INPUT DATA:
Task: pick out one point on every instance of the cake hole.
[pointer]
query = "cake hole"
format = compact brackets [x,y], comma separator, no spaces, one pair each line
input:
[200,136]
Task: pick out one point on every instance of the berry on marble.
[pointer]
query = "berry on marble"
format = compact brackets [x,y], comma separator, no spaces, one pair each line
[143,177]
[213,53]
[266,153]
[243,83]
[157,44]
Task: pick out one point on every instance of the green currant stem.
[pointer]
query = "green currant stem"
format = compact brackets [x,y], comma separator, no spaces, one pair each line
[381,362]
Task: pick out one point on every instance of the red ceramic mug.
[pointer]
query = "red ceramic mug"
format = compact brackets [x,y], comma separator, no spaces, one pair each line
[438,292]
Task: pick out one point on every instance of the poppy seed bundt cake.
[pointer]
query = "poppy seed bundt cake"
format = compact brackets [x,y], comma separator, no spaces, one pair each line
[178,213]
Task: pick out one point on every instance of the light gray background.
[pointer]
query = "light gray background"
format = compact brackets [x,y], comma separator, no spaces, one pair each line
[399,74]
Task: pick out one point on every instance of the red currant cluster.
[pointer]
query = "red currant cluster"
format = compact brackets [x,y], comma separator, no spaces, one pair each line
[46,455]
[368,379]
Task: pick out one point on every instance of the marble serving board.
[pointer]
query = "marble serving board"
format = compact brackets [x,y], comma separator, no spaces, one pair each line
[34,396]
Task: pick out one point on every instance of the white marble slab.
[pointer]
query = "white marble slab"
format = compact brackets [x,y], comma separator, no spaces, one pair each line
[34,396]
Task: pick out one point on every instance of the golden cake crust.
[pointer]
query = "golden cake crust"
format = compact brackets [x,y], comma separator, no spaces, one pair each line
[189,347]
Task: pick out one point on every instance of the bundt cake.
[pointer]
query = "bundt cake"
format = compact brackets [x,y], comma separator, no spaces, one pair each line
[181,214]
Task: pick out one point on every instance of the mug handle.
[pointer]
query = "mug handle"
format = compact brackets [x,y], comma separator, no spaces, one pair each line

TASK STATEMENT:
Line by line, transcribe the material above without leaving anything out.

COMPLETED EXERCISE:
Task: pick out one point on every instance of the cake hole.
[pointer]
query = "cake hole"
format = compact brackets [x,y], comma separator, no spaces, one pair each line
input:
[200,136]
Task: pick out one point on every instance of the berry on marble.
[pointer]
query = "berry on marble"
format = compact brackets [x,y], comma separator, no spaces, one pair each line
[143,177]
[213,53]
[266,153]
[243,83]
[157,44]
Task: pick out one point on every instance of the green currant stem.
[pointer]
query = "green currant stem"
format = compact brackets [x,y], comma separator, no spaces, one pair each line
[381,362]
Task: pick out one point on every instance of the red ceramic mug.
[pointer]
query = "red ceramic mug"
format = compact brackets [x,y], comma separator, no spaces, one pair each line
[438,292]
Task: pick out one point on every instance of the poppy seed bundt cake.
[pointer]
query = "poppy seed bundt cake"
format = compact brackets [x,y], comma separator, no spaces, one pair each line
[178,213]
Task: pick out one point on every instance of the light gray background.
[pointer]
query = "light gray background"
format = compact brackets [x,y], comma separator, no spaces, one pair each line
[399,74]
Task: pick out one point on every instance of the red currant cluster.
[pointer]
query = "red currant cluster"
format = compact brackets [x,y], comma separator, no spaces, one pair each line
[46,455]
[368,379]
Task: pick out one point on every instance of the marble serving board.
[pointer]
query = "marble serving board"
format = compact brackets [x,y], comma separator, no spaces, one pair each line
[34,396]
Task: pick out one point on every instance of the white marble slab.
[pointer]
query = "white marble slab"
format = compact brackets [x,y], comma separator, no spaces, one pair each line
[34,396]
Task: pick out one point on every instance of the golden cake crust.
[pointer]
query = "golden cake crust"
format = compact brackets [x,y], comma separator, no spaces, one pair each line
[189,347]
Task: pick out one point on every instance of the bundt cake.
[pointer]
query = "bundt cake"
format = compact brackets [x,y], comma separator, no spaces, one pair each line
[181,214]
Task: pick out one point on every instance of the mug handle.
[pointer]
query = "mug handle"
format = compact brackets [x,y], comma separator, no spaces, one pair each line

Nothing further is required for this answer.